**ZU ERLEDIGENDE ARBEIT:**
Bitte nenne, was Kakaonibs laut dem folgenden Reisetext über Belize sind.

Die Karibik wird häufig auf Meer, Reggae und Rum reduziert. Mitunter stimmt das natürlich, aber gerade in Belize kann man viel mehr unternehmen, als nur laid back auf den vorgelagerten Cays am Strand zu liegen. Sich auf die Spuren der Mayas begeben etwa und nebenbei handgemachte Schokolade nach alter Tradition probieren. Eine Reise nach Belize.
Mein Oberkörper schwingt schnell vor und zurück. Vor und zurück. Immer wieder. In meinen Händen halte ich einen länglichen schwarzen Stein, mit dem ich die dunkle Masse unter mir so lange malträtiere, bis sie weicher und immer weicher wird und bald nur noch ein dunkelbrauner, leicht zähflüssiger Schokoladenfilm auf der halbmondartigen Lavaschale übrig ist. Von den Kakaonibs, geschälte und zerkleinerte Kakaobohnen, ist nun nichts mehr zu sehen, ihnen ist es durch mein Einwirken doch auch so warm geworden, dass sie sich allmählich verflüssigt haben.

**ERFASSTE DATEN:**
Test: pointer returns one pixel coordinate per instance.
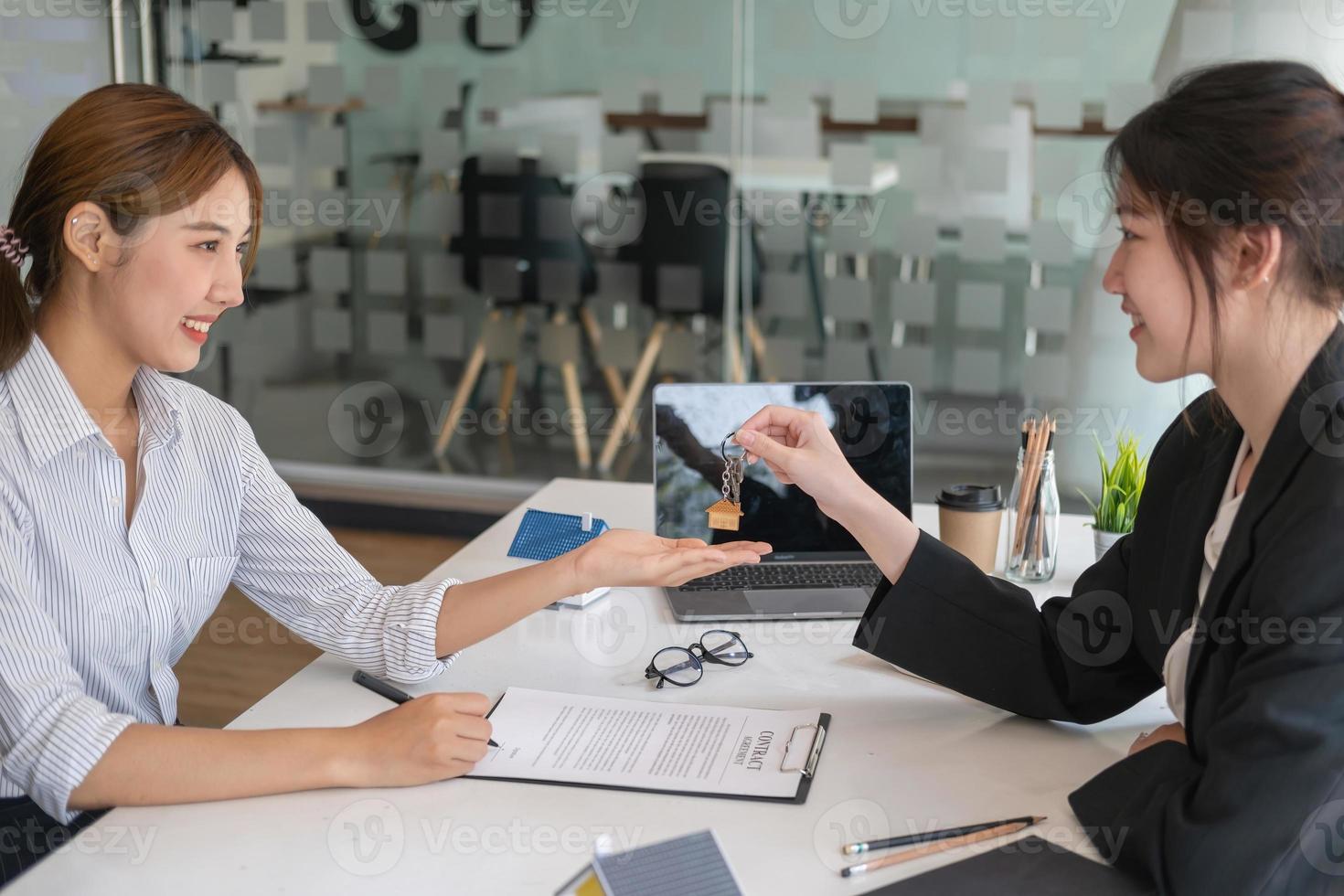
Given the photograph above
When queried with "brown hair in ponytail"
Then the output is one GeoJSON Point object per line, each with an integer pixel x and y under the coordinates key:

**VOLLSTÄNDIGE AUSGABE:**
Geschälte und zerkleinerte Kakaobohnen.